DESCRIPTION OF THE TASK:
Locate the line with "Indicate every instance of the white" in the material. Copy that line and each one after it, through the last, exactly and with nothing else.

(Named-object pointing records)
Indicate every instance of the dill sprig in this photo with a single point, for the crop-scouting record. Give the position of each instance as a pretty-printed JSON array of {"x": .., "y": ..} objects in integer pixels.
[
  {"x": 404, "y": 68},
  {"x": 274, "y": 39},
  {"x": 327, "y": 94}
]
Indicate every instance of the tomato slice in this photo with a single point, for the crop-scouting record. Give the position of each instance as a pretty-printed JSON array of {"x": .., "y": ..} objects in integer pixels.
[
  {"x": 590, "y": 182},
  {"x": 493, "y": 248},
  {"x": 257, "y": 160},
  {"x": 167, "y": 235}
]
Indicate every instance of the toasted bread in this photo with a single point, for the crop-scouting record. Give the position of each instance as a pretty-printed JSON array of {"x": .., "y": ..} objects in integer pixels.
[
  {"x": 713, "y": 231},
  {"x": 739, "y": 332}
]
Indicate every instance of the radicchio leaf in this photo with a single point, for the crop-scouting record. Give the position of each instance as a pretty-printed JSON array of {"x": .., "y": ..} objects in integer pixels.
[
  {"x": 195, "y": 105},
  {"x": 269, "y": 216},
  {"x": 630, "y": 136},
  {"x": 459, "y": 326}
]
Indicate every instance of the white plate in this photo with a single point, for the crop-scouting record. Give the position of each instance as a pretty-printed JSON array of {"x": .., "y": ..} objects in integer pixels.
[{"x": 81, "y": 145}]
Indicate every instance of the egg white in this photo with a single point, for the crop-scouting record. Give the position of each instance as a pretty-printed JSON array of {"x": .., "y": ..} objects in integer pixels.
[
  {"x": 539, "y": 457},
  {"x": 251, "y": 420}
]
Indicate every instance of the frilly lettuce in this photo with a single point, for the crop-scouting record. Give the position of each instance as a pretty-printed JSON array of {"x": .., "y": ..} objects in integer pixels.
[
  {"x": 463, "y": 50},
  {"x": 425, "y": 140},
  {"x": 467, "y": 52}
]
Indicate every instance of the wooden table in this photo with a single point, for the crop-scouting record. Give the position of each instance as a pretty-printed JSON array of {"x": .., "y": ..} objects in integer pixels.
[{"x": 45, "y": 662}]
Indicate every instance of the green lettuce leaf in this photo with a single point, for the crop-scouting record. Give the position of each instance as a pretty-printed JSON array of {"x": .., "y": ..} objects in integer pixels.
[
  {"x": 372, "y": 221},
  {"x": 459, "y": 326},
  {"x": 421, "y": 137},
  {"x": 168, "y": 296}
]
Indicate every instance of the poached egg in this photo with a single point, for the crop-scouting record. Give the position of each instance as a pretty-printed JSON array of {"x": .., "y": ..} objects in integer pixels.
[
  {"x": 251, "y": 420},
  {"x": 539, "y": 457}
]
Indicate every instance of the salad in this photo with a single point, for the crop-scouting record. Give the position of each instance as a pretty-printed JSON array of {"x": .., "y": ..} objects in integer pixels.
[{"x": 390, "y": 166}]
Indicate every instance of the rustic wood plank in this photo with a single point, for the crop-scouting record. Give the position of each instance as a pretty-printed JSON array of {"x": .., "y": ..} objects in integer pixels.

WORKED ANSWER:
Indicate every instance of the white plate in this photo with a single point, for the crop-scouting record. Give the position of each instance as a pretty-printed JSON array of {"x": .., "y": ..} objects in integer pixels.
[{"x": 81, "y": 145}]
Indicate every instance of the egg white in this photo with a single point, for the crop-scouting record. Give the position of each instance as a pretty-printed JSON array of {"x": .., "y": ..} objects in integer pixels.
[
  {"x": 539, "y": 457},
  {"x": 251, "y": 420}
]
Indicate every instance of the frilly lettuce in this photo with a single point, for the crop-scouting record. Give the position of each instance as a pretty-printed JSON array of {"x": .., "y": ..} objects in integer pixels.
[
  {"x": 463, "y": 50},
  {"x": 425, "y": 140},
  {"x": 467, "y": 52}
]
Indicate every instance of the wooden table in this photo with a single point, for the crop-scouting record. Give the position of each instance as a pretty-printed JSON array of {"x": .., "y": ..} objects in integer pixels.
[{"x": 45, "y": 662}]
Indicate every instance of the green lettuce leaf in this photo with a single point, for the crop-scouting record. Give the position of each instance as a pretty-printed JSON array of {"x": .., "y": ..} objects in integer pixels.
[
  {"x": 372, "y": 221},
  {"x": 459, "y": 326},
  {"x": 421, "y": 137},
  {"x": 168, "y": 296}
]
Indicate every instance of the poached egg in this photo with a single point, for the crop-scouting record. Give the position of each instance as a pretty-printed JSON array of {"x": .., "y": ..} objects in integer pixels.
[
  {"x": 251, "y": 420},
  {"x": 539, "y": 457}
]
Indicate every instance of the salad in this photo with a single point, for the crop-scouting record. Give the position of each instance as a pretty-printed JSON array of {"x": .., "y": ..} objects in integer pixels.
[{"x": 390, "y": 166}]
Indicate every instance of the rustic wood plank in this photo with a single point, for the crop-scouting record. Give the position of each instance as a pretty-printed JSON array of {"x": .., "y": ..} objects in integer pixels.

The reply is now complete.